- WRITTEN INSTRUCTION
Copy out the records below, replacing every "Target" with "Label" and keeping everything else the same.

- TASK DATA

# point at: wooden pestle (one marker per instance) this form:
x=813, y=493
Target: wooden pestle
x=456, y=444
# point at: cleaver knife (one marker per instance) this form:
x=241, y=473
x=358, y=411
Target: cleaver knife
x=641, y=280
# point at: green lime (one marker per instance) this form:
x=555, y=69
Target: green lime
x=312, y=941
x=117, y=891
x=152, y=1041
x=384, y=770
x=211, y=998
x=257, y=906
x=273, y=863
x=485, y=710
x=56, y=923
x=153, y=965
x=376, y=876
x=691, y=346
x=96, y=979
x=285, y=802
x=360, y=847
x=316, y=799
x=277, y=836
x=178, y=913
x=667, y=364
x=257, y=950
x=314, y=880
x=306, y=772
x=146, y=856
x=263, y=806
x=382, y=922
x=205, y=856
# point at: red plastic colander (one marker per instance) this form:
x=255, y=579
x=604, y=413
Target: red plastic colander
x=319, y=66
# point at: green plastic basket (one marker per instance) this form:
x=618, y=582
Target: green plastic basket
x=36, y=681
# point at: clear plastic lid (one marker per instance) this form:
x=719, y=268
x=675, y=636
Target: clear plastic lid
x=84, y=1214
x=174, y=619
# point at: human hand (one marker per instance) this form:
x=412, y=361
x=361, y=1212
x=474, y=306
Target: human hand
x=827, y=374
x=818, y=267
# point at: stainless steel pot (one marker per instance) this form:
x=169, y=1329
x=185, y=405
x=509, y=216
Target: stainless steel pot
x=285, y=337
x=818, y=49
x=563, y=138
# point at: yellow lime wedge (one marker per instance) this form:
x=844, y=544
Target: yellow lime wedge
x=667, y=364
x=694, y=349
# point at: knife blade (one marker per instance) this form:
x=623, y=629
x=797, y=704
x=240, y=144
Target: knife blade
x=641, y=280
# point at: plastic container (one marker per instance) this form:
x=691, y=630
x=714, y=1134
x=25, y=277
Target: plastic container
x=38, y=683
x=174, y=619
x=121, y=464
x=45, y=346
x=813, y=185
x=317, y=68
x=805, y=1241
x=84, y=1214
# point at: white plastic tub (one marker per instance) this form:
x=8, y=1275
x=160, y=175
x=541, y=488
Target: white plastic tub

- TASK SOLUTION
# point at: wooden pestle (one marker per instance) this form:
x=813, y=493
Label: wooden pestle
x=456, y=444
# point at: cleaver knife (one marker per instance) this form:
x=241, y=473
x=358, y=411
Label: cleaver knife
x=641, y=280
# point at: green lime (one marker per instance) this form:
x=555, y=69
Label: green lime
x=312, y=941
x=117, y=891
x=152, y=1041
x=384, y=770
x=211, y=998
x=257, y=906
x=273, y=863
x=485, y=710
x=56, y=923
x=153, y=965
x=376, y=876
x=691, y=346
x=96, y=979
x=285, y=802
x=360, y=847
x=316, y=799
x=277, y=836
x=178, y=913
x=667, y=364
x=257, y=950
x=314, y=880
x=306, y=772
x=146, y=856
x=263, y=806
x=382, y=922
x=205, y=856
# point at: red plastic colander (one marker per instance) this form:
x=255, y=579
x=604, y=413
Label: red plastic colander
x=319, y=66
# point at: green plastic basket (one marker per instance) this form:
x=618, y=582
Label: green plastic basket
x=36, y=681
# point at: clear plastic lid (one marker per instance) this form:
x=719, y=268
x=675, y=636
Label: clear plastic lid
x=84, y=1214
x=174, y=619
# point at: human hand (one marker per instance) this form:
x=412, y=361
x=361, y=1212
x=474, y=306
Label: human hand
x=827, y=374
x=818, y=267
# point at: stainless steel pot (one marker per instance) this form:
x=169, y=1329
x=185, y=405
x=509, y=216
Label: stainless steel pot
x=285, y=337
x=818, y=49
x=563, y=138
# point at: yellow lime wedge (one marker per instance) this form:
x=844, y=544
Label: yellow lime wedge
x=667, y=364
x=694, y=349
# point at: knife blade (one marker per instance) this form:
x=623, y=629
x=797, y=704
x=240, y=144
Label: knife blade
x=641, y=280
# point at: plastic container (one marker per instance) this form:
x=691, y=630
x=714, y=1134
x=25, y=277
Label: plastic container
x=38, y=683
x=174, y=619
x=121, y=464
x=45, y=346
x=813, y=185
x=317, y=68
x=805, y=1241
x=84, y=1214
# point at: white plastic tub (one marker per instance) this form:
x=8, y=1275
x=160, y=175
x=541, y=488
Label: white plastic tub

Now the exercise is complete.